→ **WHAT TO WORK ON**: Exact reproduction required: the lines below from the line with "Question. Place one point on every instance of the bus" to the line with "Target: bus door window", both ends included, and no others.

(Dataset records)
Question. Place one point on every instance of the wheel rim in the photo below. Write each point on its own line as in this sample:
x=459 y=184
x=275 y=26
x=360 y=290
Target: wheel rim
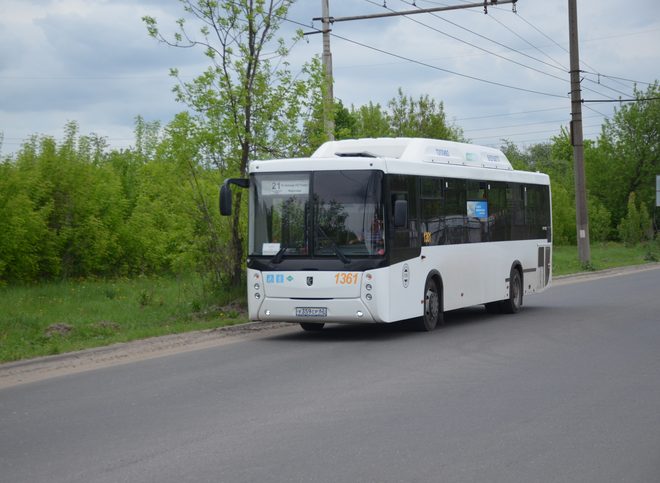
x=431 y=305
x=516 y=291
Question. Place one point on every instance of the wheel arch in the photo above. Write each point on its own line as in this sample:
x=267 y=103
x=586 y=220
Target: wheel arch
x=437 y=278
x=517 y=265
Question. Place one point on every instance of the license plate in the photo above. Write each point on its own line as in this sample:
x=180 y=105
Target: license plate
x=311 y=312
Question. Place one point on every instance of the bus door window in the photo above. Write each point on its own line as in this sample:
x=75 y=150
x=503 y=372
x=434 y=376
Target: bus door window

--

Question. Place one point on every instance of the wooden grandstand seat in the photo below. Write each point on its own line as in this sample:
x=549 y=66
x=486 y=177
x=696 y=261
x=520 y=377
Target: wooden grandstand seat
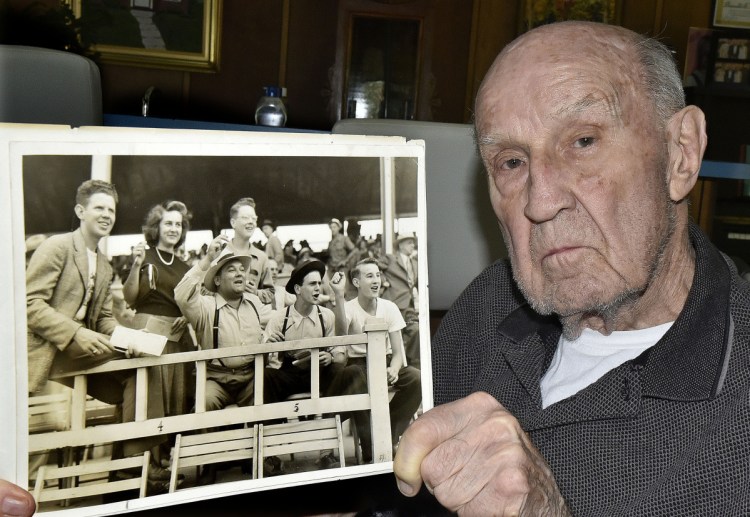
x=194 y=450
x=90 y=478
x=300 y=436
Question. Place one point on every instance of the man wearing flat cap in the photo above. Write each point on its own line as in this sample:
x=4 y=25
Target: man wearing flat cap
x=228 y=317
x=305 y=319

--

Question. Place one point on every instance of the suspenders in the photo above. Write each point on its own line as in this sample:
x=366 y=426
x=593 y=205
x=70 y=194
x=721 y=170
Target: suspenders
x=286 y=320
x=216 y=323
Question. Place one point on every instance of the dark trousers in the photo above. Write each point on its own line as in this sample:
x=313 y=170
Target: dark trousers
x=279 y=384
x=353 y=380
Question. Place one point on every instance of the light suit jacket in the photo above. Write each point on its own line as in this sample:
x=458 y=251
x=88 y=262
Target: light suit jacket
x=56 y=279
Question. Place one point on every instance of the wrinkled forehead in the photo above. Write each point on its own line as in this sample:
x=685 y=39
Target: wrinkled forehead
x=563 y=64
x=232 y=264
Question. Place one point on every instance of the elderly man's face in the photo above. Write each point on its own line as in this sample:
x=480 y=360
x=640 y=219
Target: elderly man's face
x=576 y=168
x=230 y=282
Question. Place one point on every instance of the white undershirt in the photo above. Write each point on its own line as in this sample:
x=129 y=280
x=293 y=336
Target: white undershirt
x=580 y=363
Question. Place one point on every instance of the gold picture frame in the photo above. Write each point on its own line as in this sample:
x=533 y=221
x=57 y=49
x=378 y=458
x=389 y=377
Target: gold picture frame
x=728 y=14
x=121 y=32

→ **YOUR RESPONSE**:
Question. Place one point on every instance of the bus door window in the photo above. Write each point on its own line as in this sample:
x=75 y=150
x=503 y=372
x=434 y=376
Target: bus door window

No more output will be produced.